- _Work to complete_
Find each line below that contains the word "form", matching case exactly, and copy those lines out in full.

________________________________________

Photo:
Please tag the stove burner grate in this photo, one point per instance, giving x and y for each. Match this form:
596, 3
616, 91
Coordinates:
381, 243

________________________________________

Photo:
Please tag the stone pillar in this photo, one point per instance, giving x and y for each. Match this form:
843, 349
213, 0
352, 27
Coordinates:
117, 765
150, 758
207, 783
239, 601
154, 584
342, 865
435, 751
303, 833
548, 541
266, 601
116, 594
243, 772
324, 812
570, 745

________________________________________

- _Reply to the exercise_
Please tag the stove burner grate in this photo, one point per instance, giving x and y for each. Match this form:
Please tag the stone pillar in this photo, one point per instance, giving x and y for each. Match this form:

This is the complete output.